━━ Stored records ━━

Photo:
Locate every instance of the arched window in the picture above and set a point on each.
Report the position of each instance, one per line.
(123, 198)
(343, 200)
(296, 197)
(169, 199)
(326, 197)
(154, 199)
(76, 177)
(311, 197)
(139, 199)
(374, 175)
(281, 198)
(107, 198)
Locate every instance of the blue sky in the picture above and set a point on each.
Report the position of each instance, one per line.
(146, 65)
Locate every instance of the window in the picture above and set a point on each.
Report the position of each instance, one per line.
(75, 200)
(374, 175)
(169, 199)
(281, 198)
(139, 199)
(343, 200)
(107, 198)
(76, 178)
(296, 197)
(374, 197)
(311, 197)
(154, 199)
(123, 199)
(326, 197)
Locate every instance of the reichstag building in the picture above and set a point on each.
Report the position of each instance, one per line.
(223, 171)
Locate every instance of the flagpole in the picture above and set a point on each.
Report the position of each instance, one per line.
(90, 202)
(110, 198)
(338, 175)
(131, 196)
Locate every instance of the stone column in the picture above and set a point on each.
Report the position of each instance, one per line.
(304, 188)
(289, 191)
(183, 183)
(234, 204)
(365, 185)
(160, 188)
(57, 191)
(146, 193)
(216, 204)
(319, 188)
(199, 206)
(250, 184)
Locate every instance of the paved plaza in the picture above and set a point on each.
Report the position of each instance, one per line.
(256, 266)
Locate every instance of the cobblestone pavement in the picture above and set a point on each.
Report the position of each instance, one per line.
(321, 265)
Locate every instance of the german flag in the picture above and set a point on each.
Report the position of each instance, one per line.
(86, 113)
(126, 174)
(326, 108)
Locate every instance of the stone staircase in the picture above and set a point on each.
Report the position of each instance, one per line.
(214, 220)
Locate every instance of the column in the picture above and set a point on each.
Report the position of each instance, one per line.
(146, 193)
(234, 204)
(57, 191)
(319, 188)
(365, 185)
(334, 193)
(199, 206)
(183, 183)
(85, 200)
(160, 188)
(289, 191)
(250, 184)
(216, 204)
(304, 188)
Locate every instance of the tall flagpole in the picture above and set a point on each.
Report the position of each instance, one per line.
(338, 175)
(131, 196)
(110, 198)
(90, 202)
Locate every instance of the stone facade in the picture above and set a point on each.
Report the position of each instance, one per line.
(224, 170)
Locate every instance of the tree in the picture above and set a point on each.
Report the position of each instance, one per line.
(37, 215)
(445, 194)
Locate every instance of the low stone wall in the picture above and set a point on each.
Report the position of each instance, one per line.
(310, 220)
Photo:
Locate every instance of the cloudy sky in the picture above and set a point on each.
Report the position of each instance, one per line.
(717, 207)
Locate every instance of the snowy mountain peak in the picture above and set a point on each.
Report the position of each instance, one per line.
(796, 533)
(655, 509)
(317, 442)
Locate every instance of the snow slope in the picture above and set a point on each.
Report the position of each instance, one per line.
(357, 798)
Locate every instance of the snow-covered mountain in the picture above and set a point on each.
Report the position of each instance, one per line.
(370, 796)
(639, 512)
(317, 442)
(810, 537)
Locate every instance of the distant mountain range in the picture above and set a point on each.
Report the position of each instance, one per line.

━━━

Recopy the whole listing exactly.

Photo:
Locate every instance of the arched window in the picture above and set a point on each.
Report the position of each instance, one per line.
(123, 198)
(343, 200)
(296, 197)
(169, 199)
(326, 197)
(154, 199)
(76, 177)
(311, 197)
(139, 199)
(374, 175)
(281, 198)
(107, 198)
Locate every instance of the blue sky in the picture above and set a point on each.
Report the position of each instance, one per line.
(146, 65)
Locate every instance of the window in the picture above and set a point on each.
Report the position of each instance, one per line.
(75, 200)
(374, 175)
(169, 199)
(281, 198)
(139, 199)
(343, 200)
(107, 198)
(76, 178)
(296, 197)
(374, 197)
(311, 197)
(154, 199)
(123, 199)
(326, 197)
Locate every instance of the reichstag building in the picture above and set a point on each.
Report the position of each instance, one per line.
(223, 171)
Locate every instance of the flagpole in the picture above and set a point on each.
Report the position of each instance, one per line.
(90, 202)
(110, 198)
(338, 175)
(131, 196)
Locate every instance of the stone column in the picture above and set a point on each.
Report the position of each instance, one per line.
(304, 188)
(289, 191)
(183, 183)
(234, 204)
(365, 185)
(160, 188)
(57, 191)
(146, 193)
(216, 204)
(319, 188)
(199, 206)
(250, 184)
Locate every instance of the paved plaza in the picture above and set a point on each.
Report the position of each instance, one per line.
(256, 266)
Locate every instance of the cobblestone pavement in the picture above and set a point on each.
Report the position of each instance, one per line.
(321, 265)
Locate every instance of the german flag in the picture above and set a point on each.
Report the position of each instance, one per line.
(86, 113)
(126, 174)
(326, 108)
Locate every instance of the stone staircase in the picture above and set a point on each.
Report the position of each instance, one per line.
(214, 220)
Locate every instance of the column in the picture above and set a point on each.
Report the position of each instance, one per line.
(146, 193)
(234, 204)
(57, 191)
(319, 188)
(365, 185)
(334, 193)
(199, 206)
(183, 183)
(85, 200)
(160, 188)
(289, 191)
(250, 184)
(216, 204)
(304, 188)
Locate every instance of the tall flagpole in the picture above and set a point on each.
Report the position of each instance, one per line.
(338, 175)
(131, 196)
(110, 198)
(90, 202)
Locate every instance of the stone facade in the picture above and set a point on each.
Report the position of each instance, one per line.
(224, 170)
Locate every instance of the tree in the picture above and set a point on each.
Report the position of each instance, one per line.
(37, 215)
(445, 194)
Locate every instance of the low stone wall in the picture above and set a point on each.
Report the position of each instance, one per line.
(310, 220)
Photo:
Locate every instance of the cloudy sky in the picture above and set a point on each.
Report the position of each instance, one per line.
(717, 207)
Locate every instance of the snowy mountain peak in the picture above and set a point on each.
Report the position of each instance, one per line.
(796, 533)
(655, 509)
(317, 442)
Locate every instance of the snow slope in the picture above and set a point on each.
Report the position of each instance, one per line.
(357, 798)
Locate every instance of the snow-covered mountain in the picture above and set a point on each.
Report the position of each instance, one per line.
(370, 796)
(639, 512)
(317, 442)
(810, 537)
Locate every instance of the distant mountain range in the picture above and set a point on each.
Report the position of each instance, one per line.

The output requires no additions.